> _WRITTEN TASK_
Report only the number of lines in the data below that contain the word "leaf".

> _RECORDS SUPPLIED_
....
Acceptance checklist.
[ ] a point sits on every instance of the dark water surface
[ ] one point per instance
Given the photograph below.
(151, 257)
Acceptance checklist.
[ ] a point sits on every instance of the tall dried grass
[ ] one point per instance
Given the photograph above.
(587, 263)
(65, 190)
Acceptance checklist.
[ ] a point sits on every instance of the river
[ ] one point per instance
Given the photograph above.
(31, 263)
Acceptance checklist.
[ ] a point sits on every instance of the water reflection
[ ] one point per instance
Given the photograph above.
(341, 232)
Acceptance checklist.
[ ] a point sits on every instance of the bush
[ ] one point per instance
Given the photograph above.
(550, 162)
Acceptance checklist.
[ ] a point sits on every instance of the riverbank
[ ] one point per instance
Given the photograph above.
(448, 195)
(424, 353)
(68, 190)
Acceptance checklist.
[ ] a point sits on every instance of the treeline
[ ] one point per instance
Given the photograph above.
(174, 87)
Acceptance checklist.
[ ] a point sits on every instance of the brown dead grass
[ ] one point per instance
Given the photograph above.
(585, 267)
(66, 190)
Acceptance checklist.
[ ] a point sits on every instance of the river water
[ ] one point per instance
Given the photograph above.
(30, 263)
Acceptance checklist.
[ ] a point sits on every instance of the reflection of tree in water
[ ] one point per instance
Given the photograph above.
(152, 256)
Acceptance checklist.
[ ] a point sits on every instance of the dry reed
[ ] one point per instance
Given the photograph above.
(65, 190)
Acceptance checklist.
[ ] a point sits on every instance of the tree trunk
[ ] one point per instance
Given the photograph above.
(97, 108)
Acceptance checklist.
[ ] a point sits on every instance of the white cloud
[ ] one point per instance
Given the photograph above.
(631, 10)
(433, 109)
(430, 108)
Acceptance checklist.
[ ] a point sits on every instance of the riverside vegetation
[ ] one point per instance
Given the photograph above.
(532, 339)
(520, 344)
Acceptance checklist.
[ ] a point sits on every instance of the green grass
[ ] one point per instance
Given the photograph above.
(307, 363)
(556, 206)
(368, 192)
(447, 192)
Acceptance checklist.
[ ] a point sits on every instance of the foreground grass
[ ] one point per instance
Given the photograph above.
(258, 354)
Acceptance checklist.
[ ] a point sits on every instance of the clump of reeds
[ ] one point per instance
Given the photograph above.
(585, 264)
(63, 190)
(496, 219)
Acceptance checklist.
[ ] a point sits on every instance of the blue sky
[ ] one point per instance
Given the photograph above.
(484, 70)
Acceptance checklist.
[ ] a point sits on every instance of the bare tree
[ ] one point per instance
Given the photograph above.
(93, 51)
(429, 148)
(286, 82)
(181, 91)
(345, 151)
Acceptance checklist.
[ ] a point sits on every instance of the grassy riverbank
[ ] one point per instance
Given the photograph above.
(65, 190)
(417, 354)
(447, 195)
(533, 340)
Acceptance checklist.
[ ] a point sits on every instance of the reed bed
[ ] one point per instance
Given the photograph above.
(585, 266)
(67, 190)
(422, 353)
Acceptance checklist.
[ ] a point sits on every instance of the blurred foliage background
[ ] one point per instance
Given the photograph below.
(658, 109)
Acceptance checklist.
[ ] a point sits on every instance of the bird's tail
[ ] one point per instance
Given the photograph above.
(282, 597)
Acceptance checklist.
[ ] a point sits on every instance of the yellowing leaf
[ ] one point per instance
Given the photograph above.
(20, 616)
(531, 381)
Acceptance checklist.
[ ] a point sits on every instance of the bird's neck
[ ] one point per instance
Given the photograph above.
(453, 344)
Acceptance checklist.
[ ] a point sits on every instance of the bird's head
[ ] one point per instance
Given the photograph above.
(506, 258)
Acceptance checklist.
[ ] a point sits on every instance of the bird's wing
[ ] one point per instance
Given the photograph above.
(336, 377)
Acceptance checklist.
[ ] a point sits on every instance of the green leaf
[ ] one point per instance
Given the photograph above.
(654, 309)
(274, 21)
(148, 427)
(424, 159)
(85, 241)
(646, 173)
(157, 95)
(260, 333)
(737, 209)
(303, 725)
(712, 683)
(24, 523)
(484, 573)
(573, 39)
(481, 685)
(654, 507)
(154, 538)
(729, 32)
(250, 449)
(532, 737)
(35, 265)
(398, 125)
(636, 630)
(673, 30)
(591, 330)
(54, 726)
....
> _OUTPUT FOR THIS EXERCISE_
2